◆ OBJECTIVE:
Reproduce all of the listing below without alteration.

◆ EXERCISE DATA:
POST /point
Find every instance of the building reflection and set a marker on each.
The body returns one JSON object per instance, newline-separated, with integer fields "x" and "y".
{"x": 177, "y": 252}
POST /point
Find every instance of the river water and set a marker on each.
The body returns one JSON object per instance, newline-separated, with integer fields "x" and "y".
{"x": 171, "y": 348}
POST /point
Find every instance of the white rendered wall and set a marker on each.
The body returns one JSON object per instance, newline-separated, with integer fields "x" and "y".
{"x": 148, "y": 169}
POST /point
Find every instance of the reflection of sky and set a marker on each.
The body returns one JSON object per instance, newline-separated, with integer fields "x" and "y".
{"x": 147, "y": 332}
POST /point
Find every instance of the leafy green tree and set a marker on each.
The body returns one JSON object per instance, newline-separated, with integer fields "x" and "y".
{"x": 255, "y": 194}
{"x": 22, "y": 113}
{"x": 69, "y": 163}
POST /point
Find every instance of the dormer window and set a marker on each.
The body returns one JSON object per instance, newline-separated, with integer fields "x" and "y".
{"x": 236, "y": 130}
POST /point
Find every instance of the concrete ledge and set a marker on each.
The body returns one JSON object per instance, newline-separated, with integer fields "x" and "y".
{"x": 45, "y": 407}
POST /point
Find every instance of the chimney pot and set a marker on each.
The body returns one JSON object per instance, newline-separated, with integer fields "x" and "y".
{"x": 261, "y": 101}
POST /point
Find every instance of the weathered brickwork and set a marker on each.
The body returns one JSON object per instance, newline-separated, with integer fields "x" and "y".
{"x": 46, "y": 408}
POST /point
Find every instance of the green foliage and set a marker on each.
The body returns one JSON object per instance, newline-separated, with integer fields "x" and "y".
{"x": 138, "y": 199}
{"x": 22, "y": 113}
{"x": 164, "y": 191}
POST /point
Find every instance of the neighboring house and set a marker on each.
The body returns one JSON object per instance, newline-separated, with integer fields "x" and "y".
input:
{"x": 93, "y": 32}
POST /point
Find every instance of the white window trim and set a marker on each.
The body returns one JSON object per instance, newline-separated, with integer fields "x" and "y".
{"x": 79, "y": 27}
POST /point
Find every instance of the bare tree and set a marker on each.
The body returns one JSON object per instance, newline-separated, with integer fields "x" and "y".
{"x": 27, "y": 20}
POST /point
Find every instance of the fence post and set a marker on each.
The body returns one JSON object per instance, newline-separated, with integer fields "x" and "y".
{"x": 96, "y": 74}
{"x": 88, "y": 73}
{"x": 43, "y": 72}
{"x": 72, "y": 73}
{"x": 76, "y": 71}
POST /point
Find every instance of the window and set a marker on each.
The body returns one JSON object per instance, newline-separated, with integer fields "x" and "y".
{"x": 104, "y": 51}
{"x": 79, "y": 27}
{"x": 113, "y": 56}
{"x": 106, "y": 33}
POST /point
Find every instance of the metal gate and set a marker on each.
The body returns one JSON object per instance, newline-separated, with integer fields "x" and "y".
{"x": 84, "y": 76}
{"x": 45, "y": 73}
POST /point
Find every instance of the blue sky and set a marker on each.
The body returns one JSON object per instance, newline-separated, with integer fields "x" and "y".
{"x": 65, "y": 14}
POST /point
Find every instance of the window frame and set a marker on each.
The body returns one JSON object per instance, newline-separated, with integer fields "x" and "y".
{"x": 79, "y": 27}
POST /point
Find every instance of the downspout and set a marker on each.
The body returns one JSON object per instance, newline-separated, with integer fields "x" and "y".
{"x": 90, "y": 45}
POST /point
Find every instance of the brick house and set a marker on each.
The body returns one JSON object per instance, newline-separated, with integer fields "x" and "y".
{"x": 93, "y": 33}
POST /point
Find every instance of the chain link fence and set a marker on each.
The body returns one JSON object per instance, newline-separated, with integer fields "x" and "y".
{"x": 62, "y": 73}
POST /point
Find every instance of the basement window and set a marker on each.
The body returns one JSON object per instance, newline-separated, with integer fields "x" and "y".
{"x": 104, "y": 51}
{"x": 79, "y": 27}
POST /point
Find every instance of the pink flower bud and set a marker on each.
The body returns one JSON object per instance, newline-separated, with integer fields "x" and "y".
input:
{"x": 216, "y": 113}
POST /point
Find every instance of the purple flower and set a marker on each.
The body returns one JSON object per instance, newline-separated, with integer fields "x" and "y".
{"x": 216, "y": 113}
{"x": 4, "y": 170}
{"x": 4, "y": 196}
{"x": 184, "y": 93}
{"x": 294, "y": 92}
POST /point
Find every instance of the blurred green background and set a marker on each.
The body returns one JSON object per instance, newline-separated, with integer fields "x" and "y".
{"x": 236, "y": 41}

◆ TASK ANSWER:
POST /point
Find every instance of the building reflection and set a marker on each.
The body returns one JSON object per instance, newline-separated, with integer fields "x" and "y".
{"x": 177, "y": 252}
POST /point
Find every instance of the river water and set a marker on each.
The body returns one JSON object per instance, newline-separated, with integer fields "x" and "y".
{"x": 171, "y": 348}
POST /point
Find every instance of the white rendered wall and set a marker on each.
The body returns one JSON object per instance, newline-separated, with integer fields "x" and "y".
{"x": 148, "y": 169}
POST /point
Find every instance of the reflection of sky and set a marker on each.
The body returns one JSON object per instance, newline-separated, with integer fields "x" and "y".
{"x": 147, "y": 332}
POST /point
Find every instance of the leafy green tree and set a marker on each.
The body returns one JSON object per instance, newline-separated, with integer fields "x" and "y".
{"x": 255, "y": 194}
{"x": 22, "y": 113}
{"x": 69, "y": 163}
POST /point
Find every instance of the dormer window and set a marker on each.
The body returns one JSON object per instance, newline-separated, with integer fields "x" and "y".
{"x": 236, "y": 130}
POST /point
Find every instance of the concrete ledge and set a marker on each.
The body returns one JSON object per instance, newline-separated, with integer fields "x" and "y".
{"x": 45, "y": 407}
POST /point
Find every instance of the chimney pot and set a marker on each.
The body returns one JSON object per instance, newline-separated, with integer fields "x" and "y".
{"x": 261, "y": 101}
POST /point
Find every instance of the weathered brickwork and set a marker on each.
The body returns one JSON object per instance, newline-separated, with integer fields "x" and "y".
{"x": 46, "y": 408}
POST /point
Find every instance of the green foliage and set a marker on each.
The body returns one JSON object per instance, newline-separated, with integer fields "x" and "y".
{"x": 138, "y": 199}
{"x": 22, "y": 113}
{"x": 164, "y": 191}
POST /point
Find every instance of the neighboring house and set a marker on each.
The body returns one JSON object per instance, newline-separated, with integer fields "x" and "y".
input:
{"x": 93, "y": 32}
POST /point
Find every instance of the white window trim and set a marker on each.
The body returns one JSON object per instance, newline-separated, with integer fields "x" and "y".
{"x": 79, "y": 27}
POST /point
Find every instance of the bare tree and set a marker on each.
The body returns one JSON object per instance, newline-separated, with integer fields "x" and "y".
{"x": 27, "y": 20}
POST /point
Find every instance of the fence post and set a marker on each.
The body returns one JSON object per instance, newline-separated, with integer fields "x" and "y".
{"x": 96, "y": 74}
{"x": 88, "y": 73}
{"x": 43, "y": 72}
{"x": 72, "y": 73}
{"x": 76, "y": 71}
POST /point
Find every instance of the window and set a marker on each.
The body returns one JSON object per instance, newline-separated, with integer fields "x" and "y".
{"x": 104, "y": 51}
{"x": 79, "y": 27}
{"x": 113, "y": 56}
{"x": 106, "y": 33}
POST /point
Find every instance of the metal gate and set a marker on each.
The body returns one JSON object per instance, newline-separated, with integer fields "x" and "y".
{"x": 84, "y": 76}
{"x": 45, "y": 73}
POST /point
Find every instance of the blue sky and set a marker on each.
The body returns one JSON object per instance, newline-separated, with integer fields "x" and "y".
{"x": 65, "y": 14}
POST /point
Find every instance of the window frame and set a marker on each.
The body returns one JSON object per instance, newline-separated, with integer fields "x" and "y".
{"x": 79, "y": 27}
POST /point
Find every instance of the downspout and set a marker on each.
The body returns one JSON object per instance, newline-separated, with integer fields "x" and "y".
{"x": 90, "y": 45}
POST /point
Find every instance of the brick house and set a marker on each.
The body returns one JSON object per instance, newline-separated, with integer fields "x" and "y".
{"x": 93, "y": 33}
POST /point
Find every instance of the chain link fence and set a marker on each.
The body returns one JSON object per instance, newline-separated, with integer fields "x" and "y".
{"x": 62, "y": 73}
POST /point
Find every instance of the basement window and set a marker on each.
The body returns one JSON object per instance, newline-separated, with integer fields "x" and "y".
{"x": 104, "y": 51}
{"x": 79, "y": 27}
POST /point
Find every instance of the pink flower bud and set a marker on each.
The body returns one JSON object per instance, newline-separated, with integer fields "x" and "y".
input:
{"x": 216, "y": 113}
POST /point
Find every instance of the purple flower and set a marker on each.
The body returns one JSON object per instance, newline-separated, with integer fields "x" and "y".
{"x": 216, "y": 113}
{"x": 4, "y": 170}
{"x": 4, "y": 196}
{"x": 184, "y": 93}
{"x": 294, "y": 92}
POST /point
Find every instance of the blurred green background and set a marker on each.
The body returns one JSON object per instance, newline-separated, with integer fields "x" and "y".
{"x": 236, "y": 41}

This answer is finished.